What you will do> Reproduce the material below with each occurrence of "planogram checker" switched to "shelf audit tool". Keep everything else unchanged.

Supplied material>
****

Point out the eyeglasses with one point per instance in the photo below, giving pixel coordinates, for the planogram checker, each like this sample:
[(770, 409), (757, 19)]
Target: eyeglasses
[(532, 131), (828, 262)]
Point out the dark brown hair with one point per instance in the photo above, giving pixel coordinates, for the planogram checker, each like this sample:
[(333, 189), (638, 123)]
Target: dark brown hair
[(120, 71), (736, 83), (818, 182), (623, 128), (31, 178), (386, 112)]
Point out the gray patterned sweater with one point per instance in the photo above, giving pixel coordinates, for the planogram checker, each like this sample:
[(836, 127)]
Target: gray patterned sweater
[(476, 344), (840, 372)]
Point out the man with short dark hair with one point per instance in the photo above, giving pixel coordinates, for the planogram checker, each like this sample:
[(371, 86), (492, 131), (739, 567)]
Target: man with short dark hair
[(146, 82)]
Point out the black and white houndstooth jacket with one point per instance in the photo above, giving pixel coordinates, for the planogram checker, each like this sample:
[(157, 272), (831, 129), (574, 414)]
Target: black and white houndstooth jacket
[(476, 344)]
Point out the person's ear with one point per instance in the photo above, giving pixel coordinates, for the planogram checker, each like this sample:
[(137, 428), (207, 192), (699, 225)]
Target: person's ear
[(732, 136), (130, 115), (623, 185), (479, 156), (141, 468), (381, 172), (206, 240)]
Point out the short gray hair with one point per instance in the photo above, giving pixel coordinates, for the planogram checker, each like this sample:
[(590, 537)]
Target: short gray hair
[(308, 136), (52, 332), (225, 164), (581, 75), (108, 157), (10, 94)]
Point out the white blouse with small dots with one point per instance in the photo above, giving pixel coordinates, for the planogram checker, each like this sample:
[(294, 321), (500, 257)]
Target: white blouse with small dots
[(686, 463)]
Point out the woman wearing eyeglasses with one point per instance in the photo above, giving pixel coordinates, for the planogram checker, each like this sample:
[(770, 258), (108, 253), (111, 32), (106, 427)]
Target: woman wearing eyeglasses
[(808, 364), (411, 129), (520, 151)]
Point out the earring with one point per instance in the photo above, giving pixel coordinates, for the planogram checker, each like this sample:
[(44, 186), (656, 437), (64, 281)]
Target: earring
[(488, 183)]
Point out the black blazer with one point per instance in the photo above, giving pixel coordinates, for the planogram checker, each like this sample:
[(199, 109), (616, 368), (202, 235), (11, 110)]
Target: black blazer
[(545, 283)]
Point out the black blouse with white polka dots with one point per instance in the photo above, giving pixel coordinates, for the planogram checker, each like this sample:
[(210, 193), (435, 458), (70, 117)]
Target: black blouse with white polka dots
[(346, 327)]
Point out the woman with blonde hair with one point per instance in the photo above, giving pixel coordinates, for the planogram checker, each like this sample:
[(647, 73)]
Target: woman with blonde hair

****

Finished answer>
Point out the eyeglasses with one point per instance in the photo below, giving pixel coordinates, for the shelf audit tool, each like this sample:
[(770, 409), (757, 19)]
Target: eyeglasses
[(532, 131), (828, 262)]
Point out the dark brown hair with one point per instance in the photo above, giving pixel coordinates, for the shelf audit tool, each like this sample:
[(333, 189), (638, 123)]
Target: dark brown hair
[(120, 71), (736, 83), (818, 182), (623, 128), (31, 178), (386, 112)]
Point out the gray patterned sweater with one point per instance in the photo above, giving pixel coordinates, for the shelf audit tool, each like this sample:
[(836, 127)]
Target: gray patterned sweater
[(476, 344), (840, 372)]
Point out the man with short dark hair with one point per instance in the photo above, giving pixel coordinates, for the shelf audit tool, each like this sample:
[(371, 86), (492, 131), (739, 567)]
Target: man with short dark hair
[(146, 82)]
Point out the black and white houndstooth jacket with one point per instance in the photo above, giving pixel coordinates, for the shelf audit tool, each like this sample:
[(157, 272), (831, 129), (574, 414)]
Target: black and white houndstooth jacket
[(476, 344)]
Point out the person's ear with one point per instance in the photo above, giving pixel coordinates, for the shelf audit tool, each like this sample:
[(137, 428), (207, 192), (699, 225)]
Target: person's ear
[(732, 136), (130, 115), (623, 185), (479, 156), (141, 468), (381, 172), (206, 240)]
Point out the short gray hair with one point per instance in the photo above, giving pixel coordinates, for the shelf audit tool, each like this sample:
[(590, 537)]
Target: short gray hair
[(308, 136), (52, 332), (225, 164), (581, 75), (108, 157), (10, 94)]
Point out the white blouse with small dots with one point per instance in the photo above, giving pixel coordinates, for the shelf audit tool, each like this sample:
[(294, 321), (500, 257)]
Target: white blouse with small dots
[(686, 463)]
Point out the woman wearing eyeglasses with one point per instance in the photo above, giving pixel coordinates, for the shelf audit tool, each like this sample:
[(770, 258), (108, 253), (111, 32), (106, 427)]
Target: woman wearing eyeglasses
[(808, 364), (411, 129), (520, 151)]
Point out the earring with one point per instance in the photo above, giving pixel coordinates, for the shelf audit tool, each like this sample:
[(44, 186), (656, 437), (64, 281)]
Target: earring
[(488, 183)]
Point out the black blazer with one point per instance in the photo above, giving pixel coordinates, for the shelf audit tool, each like this sample:
[(199, 109), (616, 368), (202, 235), (11, 110)]
Target: black blazer
[(545, 283)]
Point out the black blouse with white polka dots with one point per instance in the photo above, giving pixel coordinates, for the shelf audit tool, each like this sample:
[(210, 193), (435, 458), (70, 117)]
Target: black blouse with white polka dots
[(346, 327)]
Point out the woman with blonde hair with one point per instance in the photo above, giving pixel coordinates, for the shelf audit tool, each like this sample:
[(647, 73)]
Target: woman with blonde hair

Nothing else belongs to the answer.